═════ Selected excerpt
Re: Simple x86 Simulator (was: Re: Flame Linus to a crisp!)

From: Antonio Vargas (wind@cocodriloo.com)
Date: Fri Apr 25 2003 - 06:44:34 EST


On Fri, Apr 25, 2003 at 05:10:44PM +0100, John Bradford wrote:
> > > We could not. Consider just the 8 32-bit-wide legacy x86 registers,
> > > excluding the MMX and FPU registers:
> > > (AX, BX, CX, DX, BP, SI, DI, SP). 32 bits x 8 = 2^256 independent
> > > states to look up in the table, each state having 256 bits of
> > > information. 2^264 total bits of information needed. Assume 1 GB
> > > dimms (2^30 * 8 bits each = 2^33 bits of info), with a volume of 10
> > > cm^3 per DIMM (including a tiny amount of space for air circulation.).
> > > Need 34508731733952818937173779311385127262255544860851932776 cubic
> > > kilometers of space.
> > >
> > > Considerably larger than the volume of the earth, although admittedly
> > > smaller than the total volume of the universe.
> > > --Steven Augart
> >
> > If this could be done, someone would have done it already.
>
> It's certainly possible to implement most of the functionality of a
> very simple processor this way, but applying the idea to an X86
> compatible processor was a joke.
>
> What interests me now is whether we could cache the results of certain
> opcode strings in a separate memory area.
>
> Say for example, you have a complicated routine that runs in to
> hundreds of opcodes, which is being applied to large amounts of data,
> word by word. If one calculation doesn't depend on another, you could
> cache the results, and then merely fetch them from the results cache
> when the input data repeats itself.
>
> I.E. the processor dynamically makes it's own look-up tables.
══════════
═════ Extracted entries
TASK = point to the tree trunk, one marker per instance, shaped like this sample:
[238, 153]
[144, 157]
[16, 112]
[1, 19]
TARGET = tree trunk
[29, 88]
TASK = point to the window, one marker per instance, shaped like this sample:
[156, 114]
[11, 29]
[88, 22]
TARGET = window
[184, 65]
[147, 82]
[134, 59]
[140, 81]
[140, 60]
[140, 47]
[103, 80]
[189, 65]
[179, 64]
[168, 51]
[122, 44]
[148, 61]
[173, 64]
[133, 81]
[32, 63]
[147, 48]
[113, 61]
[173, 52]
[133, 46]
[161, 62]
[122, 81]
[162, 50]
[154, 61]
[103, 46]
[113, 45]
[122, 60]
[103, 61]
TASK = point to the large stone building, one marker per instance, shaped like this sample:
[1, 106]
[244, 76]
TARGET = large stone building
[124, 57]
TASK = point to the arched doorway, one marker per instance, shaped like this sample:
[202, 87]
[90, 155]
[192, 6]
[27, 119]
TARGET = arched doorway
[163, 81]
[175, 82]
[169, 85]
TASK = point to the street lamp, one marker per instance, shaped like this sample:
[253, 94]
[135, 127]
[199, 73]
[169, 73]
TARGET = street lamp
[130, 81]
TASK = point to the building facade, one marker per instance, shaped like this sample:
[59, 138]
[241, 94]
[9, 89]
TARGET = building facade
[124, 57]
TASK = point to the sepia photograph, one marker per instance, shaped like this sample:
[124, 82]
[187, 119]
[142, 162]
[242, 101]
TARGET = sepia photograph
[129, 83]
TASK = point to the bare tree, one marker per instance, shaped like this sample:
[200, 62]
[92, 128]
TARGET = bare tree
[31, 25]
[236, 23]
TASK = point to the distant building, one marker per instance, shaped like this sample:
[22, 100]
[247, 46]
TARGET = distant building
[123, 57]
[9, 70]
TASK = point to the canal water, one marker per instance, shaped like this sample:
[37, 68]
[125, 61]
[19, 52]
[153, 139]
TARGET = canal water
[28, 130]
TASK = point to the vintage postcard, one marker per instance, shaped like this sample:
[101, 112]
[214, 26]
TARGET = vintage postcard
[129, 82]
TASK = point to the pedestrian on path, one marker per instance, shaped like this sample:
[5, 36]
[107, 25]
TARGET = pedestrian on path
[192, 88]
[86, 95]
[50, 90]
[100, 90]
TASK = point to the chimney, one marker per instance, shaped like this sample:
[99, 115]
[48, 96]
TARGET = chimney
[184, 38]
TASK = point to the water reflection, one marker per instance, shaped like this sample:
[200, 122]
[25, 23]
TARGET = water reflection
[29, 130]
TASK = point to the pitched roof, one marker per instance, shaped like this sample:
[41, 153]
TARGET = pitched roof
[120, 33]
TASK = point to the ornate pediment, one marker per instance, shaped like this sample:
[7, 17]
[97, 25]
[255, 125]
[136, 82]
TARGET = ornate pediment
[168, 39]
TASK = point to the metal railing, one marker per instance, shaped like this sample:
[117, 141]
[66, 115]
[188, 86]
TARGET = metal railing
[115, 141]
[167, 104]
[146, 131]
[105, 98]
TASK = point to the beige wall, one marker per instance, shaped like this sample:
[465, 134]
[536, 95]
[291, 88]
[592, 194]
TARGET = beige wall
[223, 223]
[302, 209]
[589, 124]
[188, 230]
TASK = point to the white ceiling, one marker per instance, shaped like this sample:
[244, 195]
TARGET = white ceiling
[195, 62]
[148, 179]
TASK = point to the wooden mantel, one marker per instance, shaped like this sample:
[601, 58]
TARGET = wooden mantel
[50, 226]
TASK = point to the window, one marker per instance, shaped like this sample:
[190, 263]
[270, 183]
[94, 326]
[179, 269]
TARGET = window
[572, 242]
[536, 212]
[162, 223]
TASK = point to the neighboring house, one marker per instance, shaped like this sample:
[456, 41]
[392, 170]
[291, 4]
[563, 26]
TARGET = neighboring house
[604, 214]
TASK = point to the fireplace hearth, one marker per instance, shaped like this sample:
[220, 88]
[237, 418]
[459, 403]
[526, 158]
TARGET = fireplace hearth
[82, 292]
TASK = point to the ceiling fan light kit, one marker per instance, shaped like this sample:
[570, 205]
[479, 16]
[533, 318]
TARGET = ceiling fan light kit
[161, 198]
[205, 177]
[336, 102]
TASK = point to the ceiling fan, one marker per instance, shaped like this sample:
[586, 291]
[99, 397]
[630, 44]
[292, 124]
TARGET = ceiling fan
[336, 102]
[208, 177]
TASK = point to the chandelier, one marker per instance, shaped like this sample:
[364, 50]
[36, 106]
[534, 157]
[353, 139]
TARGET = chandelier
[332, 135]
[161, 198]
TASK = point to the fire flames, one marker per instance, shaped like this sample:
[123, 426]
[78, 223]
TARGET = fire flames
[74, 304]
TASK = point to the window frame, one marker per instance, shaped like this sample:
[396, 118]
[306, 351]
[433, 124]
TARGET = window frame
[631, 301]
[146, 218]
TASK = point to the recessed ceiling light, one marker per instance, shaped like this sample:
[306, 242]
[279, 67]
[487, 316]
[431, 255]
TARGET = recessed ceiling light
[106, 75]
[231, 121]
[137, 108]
══════════
**Problems and tasks:**
[1] Reproduce the stretch of the x86 simulator post from "Date: Fri Apr" through "kilometers of space.".
[2] Write the next part of the x86 simulator post, starting after its final line.

**Exercise responses:**
[1]
Date: Fri Apr 25 2003 - 06:44:34 EST


On Fri, Apr 25, 2003 at 05:10:44PM +0100, John Bradford wrote:
> > > We could not. Consider just the 8 32-bit-wide legacy x86 registers,
> > > excluding the MMX and FPU registers:
> > > (AX, BX, CX, DX, BP, SI, DI, SP). 32 bits x 8 = 2^256 independent
> > > states to look up in the table, each state having 256 bits of
> > > information. 2^264 total bits of information needed. Assume 1 GB
> > > dimms (2^30 * 8 bits each = 2^33 bits of info), with a volume of 10
> > > cm^3 per DIMM (including a tiny amount of space for air circulation.).
> > > Need 34508731733952818937173779311385127262255544860851932776 cubic
> > > kilometers of space.

[2]
This is called dynamic programming and is done by keeping a cache
for previous results. Take for example a simple fibonacci function:

int fib(n){
  return fib(n-2) + fib(n-1);
}

Now hook up a direct-mapped cache:

int cache[65536];

int fib(n){
  int x = cache[n];
  if(x) return x;

  x = fib(n-2) + fib(n-1);

  cache[n] = x;
  return x;
}

Of course, this limits the range too much, so coding a LRU or
some other cache system would consume less memory and give
better speed.

Your idea, applying this to general hardware execution could
be _really_ nice in fact :)

Greets, Antonio.

ps. I recall that todays hardware does it for some stuff:
    the TBL cache replaces an expensive and sometimes
    complex page-table-tree walk (m68030 mmu-docs come
    to mind)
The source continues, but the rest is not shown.